» **Extract**:

The Intuos Pro Small is a more affordable version of Wacom's flagship graphics tablet.

The tablet itself is much bigger than the usable drawing area.
Sarah Tew/CNET

Two years in to the life cycle of the latest version of the Intuos Pro, a mainstay professional graphics tablet, Wacom has decided to bring out a small size. That means the entry price for the 8,192-levels-of-pressure Intuos Pro drops to $250 -- and going small isn't as much of a sacrifice as you might think.

As a tablet, it seems tiny but works identically to its medium and large siblings. While it seems like the smaller area wouldn't easily permit working on a large drawing or image, it does. And it requires less arm motion to travel from one side to the other. If you're a hand-dragger, though, you reach the edge of the tablet and fall off, which may not be comfortable for you -- there's not quite as much clearance as there is with the larger models.

» **The task**: Copy everything in the Intuos Pro Small review from "The tablet itself" down to "the larger models.", substituting "pad" for each "tablet".

» **Dataset rows**:
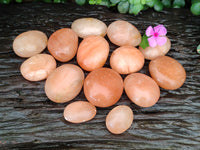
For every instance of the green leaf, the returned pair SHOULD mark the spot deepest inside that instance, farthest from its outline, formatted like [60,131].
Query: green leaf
[94,2]
[144,43]
[135,9]
[123,7]
[180,3]
[166,3]
[115,1]
[135,2]
[80,2]
[195,8]
[158,6]
[57,1]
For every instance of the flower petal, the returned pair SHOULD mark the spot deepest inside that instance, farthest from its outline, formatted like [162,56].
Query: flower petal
[161,40]
[149,31]
[160,29]
[152,41]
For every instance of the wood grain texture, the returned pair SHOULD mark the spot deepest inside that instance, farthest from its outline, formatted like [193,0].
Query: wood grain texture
[29,120]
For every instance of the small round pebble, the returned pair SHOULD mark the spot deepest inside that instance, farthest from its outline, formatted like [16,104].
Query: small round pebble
[103,87]
[167,72]
[89,26]
[123,33]
[141,89]
[92,52]
[79,112]
[119,119]
[30,43]
[63,44]
[64,83]
[38,67]
[126,60]
[151,53]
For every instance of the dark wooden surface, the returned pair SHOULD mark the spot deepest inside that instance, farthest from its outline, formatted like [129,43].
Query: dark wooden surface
[28,120]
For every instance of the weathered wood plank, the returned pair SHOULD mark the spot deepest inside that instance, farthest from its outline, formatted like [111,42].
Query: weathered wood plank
[28,120]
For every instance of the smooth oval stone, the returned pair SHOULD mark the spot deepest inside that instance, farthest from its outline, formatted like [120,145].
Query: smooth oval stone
[64,83]
[167,72]
[123,33]
[103,87]
[141,89]
[151,53]
[119,119]
[38,67]
[89,26]
[63,44]
[92,52]
[126,60]
[30,43]
[79,112]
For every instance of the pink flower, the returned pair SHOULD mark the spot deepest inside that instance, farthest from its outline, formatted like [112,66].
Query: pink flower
[156,35]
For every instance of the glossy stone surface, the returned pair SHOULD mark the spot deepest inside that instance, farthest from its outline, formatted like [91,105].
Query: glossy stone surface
[89,26]
[151,53]
[79,112]
[64,83]
[30,121]
[167,72]
[119,119]
[126,60]
[38,67]
[92,52]
[123,33]
[103,87]
[63,44]
[30,43]
[141,89]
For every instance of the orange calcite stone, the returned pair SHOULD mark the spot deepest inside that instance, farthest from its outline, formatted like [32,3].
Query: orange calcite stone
[30,43]
[103,87]
[38,67]
[92,52]
[79,112]
[63,44]
[123,33]
[141,89]
[126,60]
[119,119]
[167,72]
[64,83]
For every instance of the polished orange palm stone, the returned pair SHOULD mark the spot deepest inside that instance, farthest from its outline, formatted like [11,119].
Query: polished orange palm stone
[63,44]
[167,72]
[92,52]
[141,89]
[103,87]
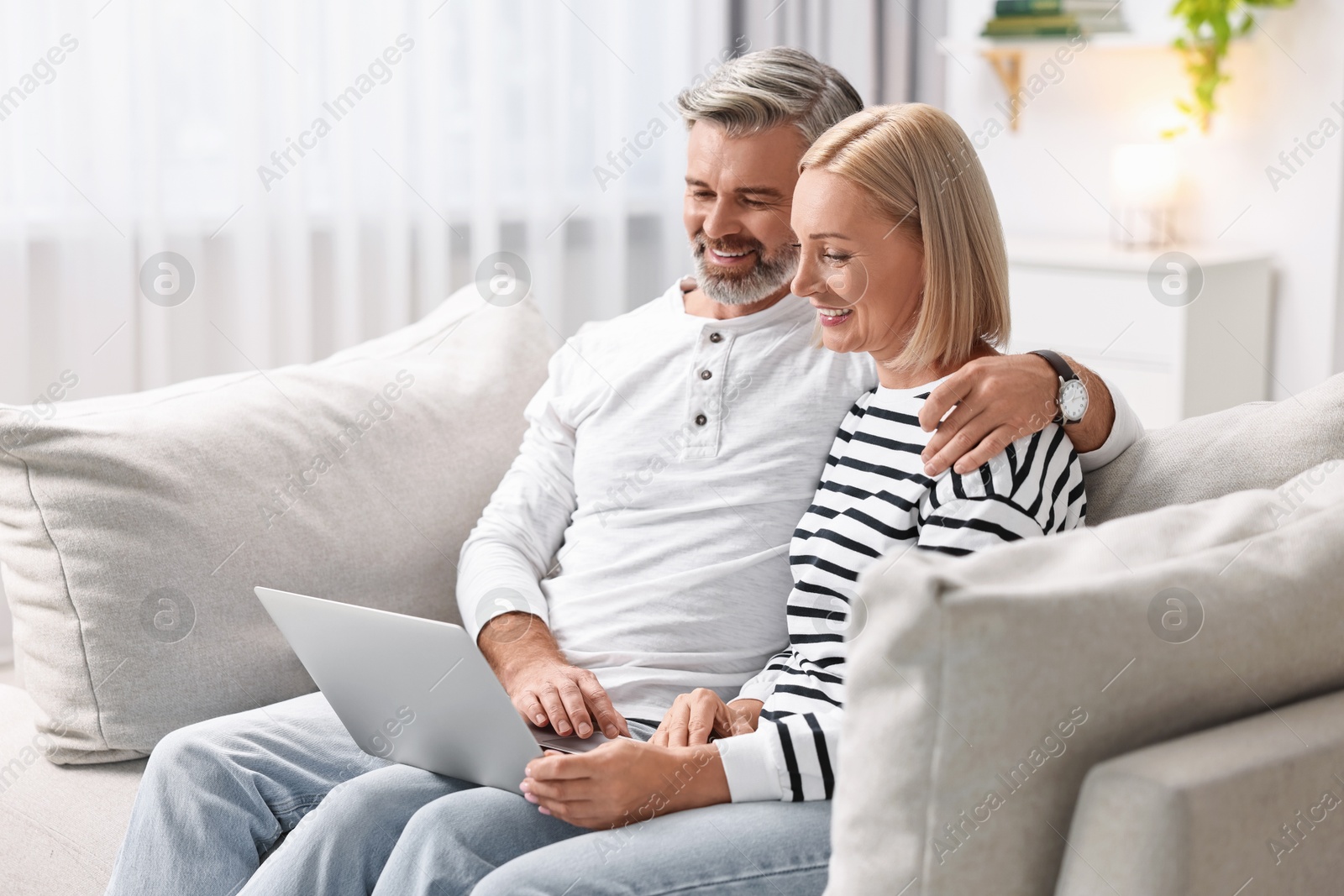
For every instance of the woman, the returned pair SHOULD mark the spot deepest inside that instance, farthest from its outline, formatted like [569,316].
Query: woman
[902,255]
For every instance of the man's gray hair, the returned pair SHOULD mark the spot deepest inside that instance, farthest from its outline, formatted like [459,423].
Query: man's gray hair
[770,87]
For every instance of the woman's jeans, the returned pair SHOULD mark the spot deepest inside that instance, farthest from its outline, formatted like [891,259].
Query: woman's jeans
[219,795]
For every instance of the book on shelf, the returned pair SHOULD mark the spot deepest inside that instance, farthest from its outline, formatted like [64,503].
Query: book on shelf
[1054,7]
[1068,23]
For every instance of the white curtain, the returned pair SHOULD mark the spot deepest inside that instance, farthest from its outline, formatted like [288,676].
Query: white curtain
[329,170]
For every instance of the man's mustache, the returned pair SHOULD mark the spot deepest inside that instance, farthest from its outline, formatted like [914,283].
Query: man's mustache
[703,242]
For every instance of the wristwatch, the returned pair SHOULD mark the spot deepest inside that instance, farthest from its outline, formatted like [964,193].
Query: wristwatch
[1073,396]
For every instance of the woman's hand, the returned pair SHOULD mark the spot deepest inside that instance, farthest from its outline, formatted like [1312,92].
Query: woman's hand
[624,782]
[702,714]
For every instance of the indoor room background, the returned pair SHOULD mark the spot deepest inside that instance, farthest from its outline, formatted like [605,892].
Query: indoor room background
[546,128]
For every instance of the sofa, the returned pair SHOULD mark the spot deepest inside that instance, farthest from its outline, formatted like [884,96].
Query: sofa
[1151,705]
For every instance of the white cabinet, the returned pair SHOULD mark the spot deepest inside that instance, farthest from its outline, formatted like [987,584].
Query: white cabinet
[1173,360]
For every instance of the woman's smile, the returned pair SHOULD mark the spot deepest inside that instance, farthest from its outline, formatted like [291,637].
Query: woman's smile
[833,316]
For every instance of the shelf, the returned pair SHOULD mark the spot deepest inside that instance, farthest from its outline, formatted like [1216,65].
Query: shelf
[1005,55]
[1097,254]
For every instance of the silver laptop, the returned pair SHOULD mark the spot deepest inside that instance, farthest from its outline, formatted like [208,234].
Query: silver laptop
[414,691]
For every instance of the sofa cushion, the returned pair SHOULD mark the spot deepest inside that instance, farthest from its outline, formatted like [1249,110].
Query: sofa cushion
[1249,446]
[1207,813]
[134,528]
[984,688]
[60,828]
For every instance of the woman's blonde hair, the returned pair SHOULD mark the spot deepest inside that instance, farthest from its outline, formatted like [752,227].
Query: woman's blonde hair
[922,174]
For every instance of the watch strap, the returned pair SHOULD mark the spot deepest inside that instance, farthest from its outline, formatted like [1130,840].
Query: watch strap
[1058,363]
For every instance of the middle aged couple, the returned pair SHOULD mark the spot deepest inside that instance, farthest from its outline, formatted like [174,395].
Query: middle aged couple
[643,604]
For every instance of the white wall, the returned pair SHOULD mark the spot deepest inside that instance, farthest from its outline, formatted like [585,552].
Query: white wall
[1050,176]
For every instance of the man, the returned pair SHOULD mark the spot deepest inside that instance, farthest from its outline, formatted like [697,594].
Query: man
[635,551]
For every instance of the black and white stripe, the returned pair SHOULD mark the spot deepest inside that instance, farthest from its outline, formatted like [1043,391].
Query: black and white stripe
[873,497]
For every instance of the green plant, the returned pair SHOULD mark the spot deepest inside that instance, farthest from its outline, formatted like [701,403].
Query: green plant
[1209,27]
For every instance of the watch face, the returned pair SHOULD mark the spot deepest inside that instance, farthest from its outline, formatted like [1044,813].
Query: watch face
[1073,401]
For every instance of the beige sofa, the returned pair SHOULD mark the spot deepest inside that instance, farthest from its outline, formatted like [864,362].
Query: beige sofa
[1169,779]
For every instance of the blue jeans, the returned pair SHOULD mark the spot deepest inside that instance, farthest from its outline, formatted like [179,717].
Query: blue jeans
[286,783]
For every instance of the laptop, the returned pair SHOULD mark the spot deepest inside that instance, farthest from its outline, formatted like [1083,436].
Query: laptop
[414,691]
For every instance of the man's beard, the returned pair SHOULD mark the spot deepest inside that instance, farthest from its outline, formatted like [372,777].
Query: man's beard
[759,282]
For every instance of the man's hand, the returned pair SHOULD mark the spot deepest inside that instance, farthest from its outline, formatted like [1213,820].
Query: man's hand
[624,782]
[702,714]
[542,684]
[999,399]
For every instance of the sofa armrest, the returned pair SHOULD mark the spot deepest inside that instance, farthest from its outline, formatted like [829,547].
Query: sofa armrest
[1256,799]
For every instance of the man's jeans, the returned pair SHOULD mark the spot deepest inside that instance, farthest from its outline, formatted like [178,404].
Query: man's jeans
[218,795]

» **Result**:
The pad itself is much bigger than the usable drawing area.
Sarah Tew/CNET

Two years in to the life cycle of the latest version of the Intuos Pro, a mainstay professional graphics pad, Wacom has decided to bring out a small size. That means the entry price for the 8,192-levels-of-pressure Intuos Pro drops to $250 -- and going small isn't as much of a sacrifice as you might think.

As a pad, it seems tiny but works identically to its medium and large siblings. While it seems like the smaller area wouldn't easily permit working on a large drawing or image, it does. And it requires less arm motion to travel from one side to the other. If you're a hand-dragger, though, you reach the edge of the pad and fall off, which may not be comfortable for you -- there's not quite as much clearance as there is with the larger models.